### Work order
In the data below, restate exactly the lines from the one with "tell me where each golden grass" to the final line, both included, but not the pictures.

### Supplied material

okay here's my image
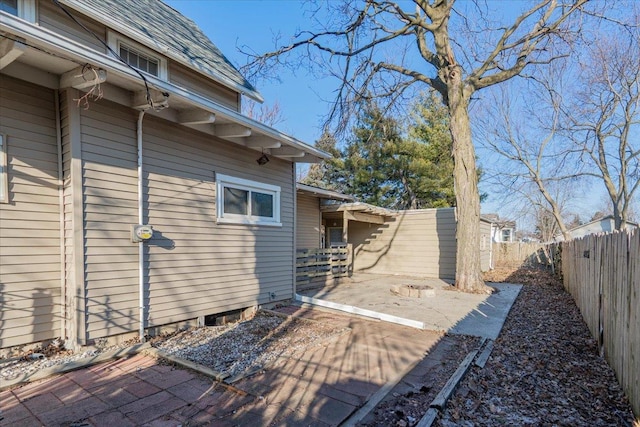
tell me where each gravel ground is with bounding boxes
[0,309,348,386]
[436,268,637,427]
[152,309,349,380]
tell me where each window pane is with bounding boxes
[251,192,273,218]
[148,61,158,76]
[139,57,149,72]
[224,187,248,215]
[0,0,18,15]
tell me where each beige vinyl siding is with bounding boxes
[350,208,457,279]
[296,193,321,250]
[143,117,294,327]
[38,0,107,54]
[169,63,239,111]
[0,75,61,348]
[79,100,139,340]
[480,220,492,272]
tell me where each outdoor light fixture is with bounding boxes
[256,153,269,165]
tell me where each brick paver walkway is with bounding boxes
[1,307,442,426]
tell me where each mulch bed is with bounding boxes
[436,268,636,426]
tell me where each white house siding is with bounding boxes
[0,75,61,348]
[142,117,295,327]
[350,208,457,279]
[296,193,321,250]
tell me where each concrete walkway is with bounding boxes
[1,307,443,426]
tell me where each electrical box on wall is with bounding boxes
[131,224,153,243]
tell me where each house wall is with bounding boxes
[70,97,295,341]
[142,116,295,328]
[0,75,62,348]
[39,0,107,53]
[296,193,321,250]
[569,218,615,239]
[349,208,457,279]
[168,63,239,111]
[79,98,140,340]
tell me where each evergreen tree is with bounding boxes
[303,94,459,209]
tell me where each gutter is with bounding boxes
[0,14,329,160]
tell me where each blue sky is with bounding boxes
[166,0,333,146]
[165,0,609,228]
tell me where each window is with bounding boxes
[119,43,160,76]
[107,32,167,79]
[502,229,512,242]
[0,0,35,21]
[216,174,281,226]
[0,134,8,203]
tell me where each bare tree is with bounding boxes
[476,74,584,241]
[563,23,640,230]
[242,0,589,292]
[243,99,285,127]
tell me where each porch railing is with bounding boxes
[296,245,350,288]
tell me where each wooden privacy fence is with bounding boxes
[561,229,639,416]
[492,242,549,268]
[296,245,350,290]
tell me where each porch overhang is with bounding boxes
[321,202,396,243]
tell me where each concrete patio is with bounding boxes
[297,273,522,339]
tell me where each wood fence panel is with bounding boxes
[295,246,350,290]
[560,229,639,416]
[492,242,546,268]
[628,231,640,414]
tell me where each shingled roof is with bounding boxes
[61,0,262,102]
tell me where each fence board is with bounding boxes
[560,229,639,416]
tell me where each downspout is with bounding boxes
[55,90,65,338]
[292,170,297,296]
[137,110,146,343]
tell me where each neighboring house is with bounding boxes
[483,213,516,242]
[0,0,328,351]
[296,185,493,283]
[556,215,639,241]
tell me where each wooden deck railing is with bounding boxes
[296,245,350,288]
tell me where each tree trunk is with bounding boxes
[447,70,489,293]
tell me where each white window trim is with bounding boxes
[216,173,281,227]
[106,31,167,80]
[0,134,8,203]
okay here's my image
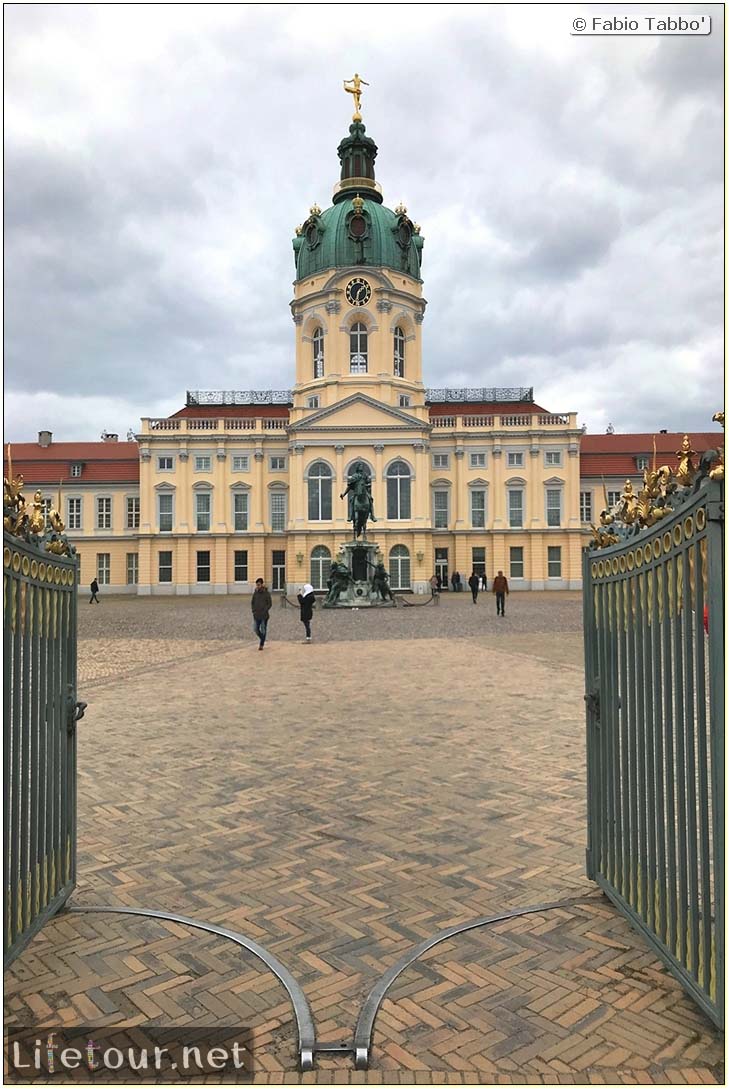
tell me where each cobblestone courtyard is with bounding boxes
[5,594,723,1083]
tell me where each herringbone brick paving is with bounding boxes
[4,595,723,1084]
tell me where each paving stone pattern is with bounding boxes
[5,594,723,1084]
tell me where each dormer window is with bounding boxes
[71,463,82,477]
[636,456,650,471]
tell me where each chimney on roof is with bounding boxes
[660,429,668,434]
[38,430,52,447]
[101,431,118,442]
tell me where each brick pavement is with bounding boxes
[4,595,723,1084]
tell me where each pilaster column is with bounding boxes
[454,447,465,528]
[137,536,152,596]
[373,443,384,521]
[214,535,227,594]
[491,446,504,528]
[176,537,190,594]
[254,449,265,531]
[334,445,345,527]
[412,441,427,526]
[291,444,306,528]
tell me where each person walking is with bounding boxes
[492,570,509,617]
[430,574,439,596]
[453,570,462,592]
[89,578,100,604]
[481,572,488,592]
[450,571,457,592]
[297,583,316,642]
[251,577,272,650]
[468,571,480,603]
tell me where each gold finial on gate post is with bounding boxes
[343,73,369,122]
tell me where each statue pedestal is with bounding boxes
[322,538,396,608]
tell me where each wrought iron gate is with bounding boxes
[584,469,724,1028]
[3,531,82,966]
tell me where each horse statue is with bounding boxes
[340,462,376,539]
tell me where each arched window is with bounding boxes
[313,327,324,379]
[393,327,405,378]
[310,546,331,591]
[350,322,368,373]
[389,545,411,590]
[307,461,333,521]
[386,460,411,520]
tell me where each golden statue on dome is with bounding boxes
[343,73,369,122]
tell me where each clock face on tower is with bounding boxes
[345,277,371,307]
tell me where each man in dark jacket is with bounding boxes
[297,583,316,643]
[251,578,273,649]
[492,571,509,617]
[467,571,480,603]
[89,578,100,604]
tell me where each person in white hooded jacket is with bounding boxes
[297,583,316,643]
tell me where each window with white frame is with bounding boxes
[607,490,622,508]
[350,322,368,373]
[270,456,286,472]
[580,491,593,523]
[547,546,562,578]
[194,455,211,472]
[470,489,486,528]
[96,497,112,530]
[387,461,411,520]
[158,493,173,532]
[508,488,524,528]
[158,456,174,471]
[469,452,486,469]
[544,451,562,467]
[432,453,450,470]
[158,551,172,582]
[97,553,111,585]
[510,546,524,578]
[389,545,411,590]
[40,498,52,518]
[195,492,211,532]
[126,497,140,529]
[232,455,249,472]
[433,490,449,529]
[126,553,138,585]
[313,327,324,378]
[67,497,82,530]
[472,547,486,578]
[71,463,83,477]
[546,488,562,527]
[234,549,248,582]
[307,396,320,409]
[196,550,211,583]
[636,456,650,470]
[393,326,405,377]
[307,461,332,521]
[310,545,331,591]
[270,491,287,532]
[233,491,249,531]
[399,395,411,408]
[507,452,524,468]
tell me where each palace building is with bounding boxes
[6,100,721,596]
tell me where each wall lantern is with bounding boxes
[416,551,425,564]
[296,552,304,566]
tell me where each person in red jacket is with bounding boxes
[492,571,509,617]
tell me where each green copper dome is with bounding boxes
[293,122,424,282]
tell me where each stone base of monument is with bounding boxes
[322,538,397,608]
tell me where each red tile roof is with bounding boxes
[580,432,722,478]
[171,405,290,418]
[4,442,140,485]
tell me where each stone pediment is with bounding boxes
[292,393,426,432]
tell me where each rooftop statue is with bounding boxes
[343,73,369,122]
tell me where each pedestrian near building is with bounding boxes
[453,570,463,592]
[468,571,480,603]
[297,583,316,642]
[251,577,272,650]
[481,573,488,592]
[430,574,439,595]
[492,570,509,617]
[89,578,100,604]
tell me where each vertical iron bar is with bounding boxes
[608,578,621,890]
[683,541,700,983]
[635,567,648,922]
[4,569,15,955]
[20,576,32,945]
[29,583,40,934]
[10,575,23,947]
[694,527,712,995]
[618,577,630,903]
[627,573,639,908]
[662,555,678,957]
[643,562,657,933]
[673,553,689,968]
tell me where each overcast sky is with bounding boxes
[5,3,724,442]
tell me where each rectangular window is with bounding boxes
[469,452,486,468]
[307,396,320,409]
[508,489,523,528]
[510,546,524,579]
[399,395,411,408]
[67,497,82,530]
[158,493,173,532]
[158,550,172,583]
[270,456,286,472]
[196,550,211,583]
[548,546,562,578]
[472,546,486,578]
[232,455,249,472]
[97,553,111,585]
[470,489,486,528]
[158,456,174,471]
[271,492,286,532]
[194,455,211,472]
[432,453,450,469]
[272,549,286,591]
[546,488,562,527]
[126,553,138,585]
[195,492,211,532]
[507,452,524,468]
[545,451,562,467]
[71,463,82,477]
[433,490,449,529]
[234,549,248,582]
[607,490,622,508]
[40,498,52,518]
[96,497,112,530]
[580,491,593,523]
[126,496,140,529]
[636,456,650,470]
[233,492,249,531]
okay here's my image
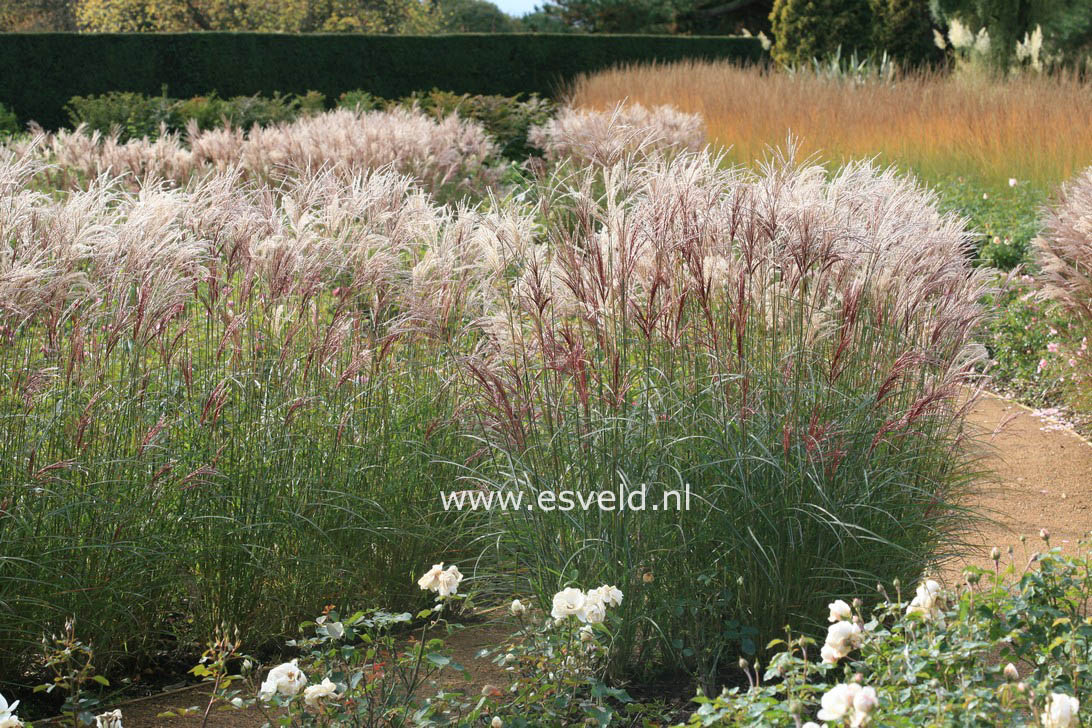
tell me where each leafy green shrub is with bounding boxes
[65,89,178,141]
[681,535,1092,727]
[396,88,556,160]
[65,90,322,141]
[0,102,19,137]
[769,0,875,67]
[869,0,944,68]
[336,89,385,112]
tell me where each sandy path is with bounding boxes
[948,392,1092,575]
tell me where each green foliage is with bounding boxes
[65,89,316,141]
[336,89,386,112]
[869,0,943,67]
[436,0,521,32]
[519,6,576,32]
[250,607,469,726]
[0,33,764,130]
[680,538,1092,726]
[396,88,556,160]
[64,86,554,161]
[35,619,110,728]
[0,101,19,137]
[930,175,1046,269]
[64,89,177,141]
[676,0,774,36]
[933,0,1092,70]
[543,0,688,32]
[769,0,875,67]
[72,0,447,33]
[979,277,1073,405]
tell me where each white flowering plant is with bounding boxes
[202,564,481,727]
[473,586,637,727]
[680,534,1092,727]
[33,619,110,728]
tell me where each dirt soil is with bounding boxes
[947,392,1092,576]
[37,392,1092,727]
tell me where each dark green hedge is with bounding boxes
[0,33,764,130]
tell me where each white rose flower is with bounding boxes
[590,585,623,607]
[417,563,445,592]
[436,564,463,597]
[906,579,946,626]
[852,686,878,726]
[828,599,852,622]
[509,599,527,616]
[491,718,504,728]
[303,677,339,707]
[820,643,843,664]
[551,587,585,620]
[822,620,861,662]
[0,694,19,725]
[259,659,308,699]
[1042,693,1079,728]
[579,625,595,642]
[817,683,861,722]
[94,710,123,728]
[578,594,607,624]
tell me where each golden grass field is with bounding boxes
[568,59,1092,187]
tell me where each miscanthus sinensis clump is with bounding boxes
[31,106,501,198]
[1034,167,1092,407]
[528,102,704,166]
[460,146,990,685]
[1035,167,1092,322]
[0,135,988,686]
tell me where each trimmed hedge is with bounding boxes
[0,33,764,129]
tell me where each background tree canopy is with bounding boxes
[932,0,1092,67]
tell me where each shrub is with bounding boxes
[65,90,320,142]
[64,89,178,142]
[869,0,944,68]
[397,89,556,161]
[458,149,989,690]
[337,89,386,112]
[769,0,875,67]
[527,102,704,165]
[682,537,1092,727]
[0,102,19,137]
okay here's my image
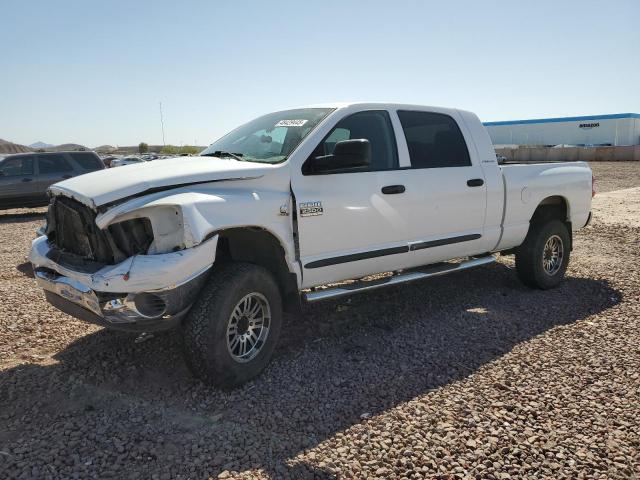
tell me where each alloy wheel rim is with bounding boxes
[542,234,564,276]
[226,292,271,363]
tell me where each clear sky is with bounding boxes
[2,0,639,147]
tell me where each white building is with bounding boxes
[484,113,640,147]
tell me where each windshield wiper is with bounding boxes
[202,151,246,162]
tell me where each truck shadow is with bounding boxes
[0,263,621,479]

### Response to the task
tell me where each golden grass field is with bounding boxes
[568,59,1092,187]
tell me where each miscanthus sinensis clump is with bounding boxes
[31,106,501,198]
[1034,167,1092,407]
[528,102,704,166]
[460,146,990,685]
[1035,167,1092,322]
[0,135,988,686]
tell me where each trimmed hedge is with bounding boxes
[0,33,764,129]
tell me where each background tree canopy is with bounding boxes
[932,0,1092,67]
tell me where each shrub is with bounding boxes
[65,90,320,142]
[64,89,178,142]
[869,0,944,68]
[397,89,556,161]
[458,149,989,690]
[337,89,386,112]
[769,0,875,67]
[527,102,704,165]
[682,537,1092,727]
[0,102,19,137]
okay here's my image
tell me where each alloy wheel rim is with bounding boxes
[542,234,564,276]
[226,292,271,363]
tell me where each clear sky is with bounding boxes
[2,0,639,147]
tell me where each white building is with bounding boxes
[484,113,640,147]
tell me where each windshield wiper is with bounding boxes
[202,151,246,162]
tell me where each truck shadow is with bounding boxes
[0,263,621,479]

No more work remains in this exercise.